任务要求:
将下面的全部数据逐行誊写一遍，内容不作任何改动。
━━━━━━━━
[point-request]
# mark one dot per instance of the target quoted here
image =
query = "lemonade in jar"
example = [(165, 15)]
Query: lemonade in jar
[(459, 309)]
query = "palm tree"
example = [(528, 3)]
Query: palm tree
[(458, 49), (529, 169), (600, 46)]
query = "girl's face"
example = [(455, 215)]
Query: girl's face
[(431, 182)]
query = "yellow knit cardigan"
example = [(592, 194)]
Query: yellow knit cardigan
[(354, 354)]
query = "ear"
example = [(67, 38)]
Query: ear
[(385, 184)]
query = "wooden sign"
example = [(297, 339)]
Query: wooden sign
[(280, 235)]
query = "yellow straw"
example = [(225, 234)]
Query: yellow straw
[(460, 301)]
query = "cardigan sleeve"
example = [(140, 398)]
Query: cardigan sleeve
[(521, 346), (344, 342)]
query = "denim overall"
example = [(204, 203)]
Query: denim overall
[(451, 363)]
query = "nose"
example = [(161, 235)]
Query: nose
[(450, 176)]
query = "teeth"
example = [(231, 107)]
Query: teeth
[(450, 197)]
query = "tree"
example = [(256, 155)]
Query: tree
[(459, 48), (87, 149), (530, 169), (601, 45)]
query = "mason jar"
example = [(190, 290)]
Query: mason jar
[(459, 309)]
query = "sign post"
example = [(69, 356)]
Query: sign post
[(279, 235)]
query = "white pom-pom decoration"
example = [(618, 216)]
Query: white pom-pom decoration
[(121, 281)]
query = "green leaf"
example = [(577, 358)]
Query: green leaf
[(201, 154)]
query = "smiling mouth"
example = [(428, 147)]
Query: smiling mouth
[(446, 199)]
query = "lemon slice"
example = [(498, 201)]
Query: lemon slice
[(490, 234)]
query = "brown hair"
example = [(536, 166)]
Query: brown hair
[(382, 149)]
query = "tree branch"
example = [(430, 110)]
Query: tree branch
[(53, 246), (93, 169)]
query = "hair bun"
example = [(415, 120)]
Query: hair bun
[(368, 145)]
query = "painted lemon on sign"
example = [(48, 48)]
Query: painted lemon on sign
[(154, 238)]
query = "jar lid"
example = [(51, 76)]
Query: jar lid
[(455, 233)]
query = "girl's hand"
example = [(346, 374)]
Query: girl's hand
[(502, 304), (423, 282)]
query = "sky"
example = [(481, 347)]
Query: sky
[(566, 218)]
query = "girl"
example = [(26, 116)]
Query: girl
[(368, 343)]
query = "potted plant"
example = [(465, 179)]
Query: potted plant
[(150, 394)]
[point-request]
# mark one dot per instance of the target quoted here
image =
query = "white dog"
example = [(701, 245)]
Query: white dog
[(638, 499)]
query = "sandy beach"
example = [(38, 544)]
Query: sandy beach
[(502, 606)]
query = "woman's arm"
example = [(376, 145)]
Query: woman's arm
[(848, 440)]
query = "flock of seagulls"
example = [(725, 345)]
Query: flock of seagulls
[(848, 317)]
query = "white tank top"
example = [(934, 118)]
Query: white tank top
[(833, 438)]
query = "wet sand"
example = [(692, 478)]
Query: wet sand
━━━━━━━━
完成结果:
[point-request]
# mark one dot per instance of the target quoted here
image =
query = "lemonade in jar"
example = [(165, 15)]
Query: lemonade in jar
[(459, 309)]
query = "palm tree"
example = [(528, 3)]
Query: palm tree
[(458, 49), (529, 169), (600, 46)]
query = "girl's face"
example = [(455, 215)]
Query: girl's face
[(431, 182)]
query = "yellow knit cardigan"
example = [(592, 194)]
Query: yellow knit cardigan
[(354, 354)]
query = "ear"
example = [(67, 38)]
Query: ear
[(385, 184)]
query = "wooden sign"
example = [(297, 339)]
Query: wooden sign
[(280, 235)]
query = "yellow straw"
example = [(225, 234)]
Query: yellow straw
[(460, 301)]
query = "cardigan sleeve"
example = [(140, 398)]
Query: cardigan sleeve
[(521, 346), (344, 342)]
query = "denim overall"
example = [(204, 203)]
Query: denim overall
[(451, 363)]
query = "nose"
example = [(161, 235)]
Query: nose
[(450, 176)]
query = "teeth"
example = [(231, 107)]
Query: teeth
[(450, 197)]
query = "tree"
example = [(256, 155)]
Query: tree
[(459, 48), (87, 149), (530, 169), (601, 45)]
query = "mason jar"
example = [(190, 290)]
Query: mason jar
[(459, 309)]
query = "sign post"
example = [(69, 356)]
Query: sign post
[(279, 235)]
query = "white pom-pom decoration"
example = [(618, 216)]
Query: white pom-pom decoration
[(121, 281)]
query = "green leaf"
example = [(577, 358)]
Query: green leaf
[(201, 154)]
query = "smiling mouth"
example = [(428, 147)]
Query: smiling mouth
[(446, 199)]
query = "lemon slice"
example = [(498, 201)]
Query: lemon slice
[(490, 234)]
query = "brown hair"
example = [(536, 166)]
Query: brown hair
[(382, 149)]
query = "tree branch"
example = [(430, 110)]
Query: tree branch
[(53, 246), (93, 169)]
query = "hair bun"
example = [(415, 120)]
Query: hair bun
[(368, 145)]
query = "painted lemon on sign"
example = [(48, 48)]
Query: painted lemon on sign
[(154, 238)]
query = "jar lid"
example = [(51, 76)]
Query: jar lid
[(455, 233)]
query = "girl's hand"
example = [(346, 374)]
Query: girl's hand
[(502, 304), (423, 282)]
query = "sky"
example = [(481, 347)]
Query: sky
[(566, 218)]
query = "girl"
example = [(26, 116)]
Query: girl
[(368, 343)]
query = "potted plant"
example = [(465, 179)]
Query: potted plant
[(150, 394)]
[point-request]
# mark one dot per instance of the target quoted here
image =
query = "white dog"
example = [(701, 245)]
Query: white dog
[(638, 499)]
query = "sandy beach"
example = [(38, 544)]
Query: sandy beach
[(502, 606)]
query = "woman's arm"
example = [(376, 145)]
Query: woman's arm
[(848, 440)]
query = "flock of seagulls"
example = [(725, 345)]
Query: flock of seagulls
[(848, 317)]
query = "white tank top"
example = [(934, 118)]
Query: white tank top
[(833, 438)]
query = "wet sand"
example = [(692, 478)]
Query: wet sand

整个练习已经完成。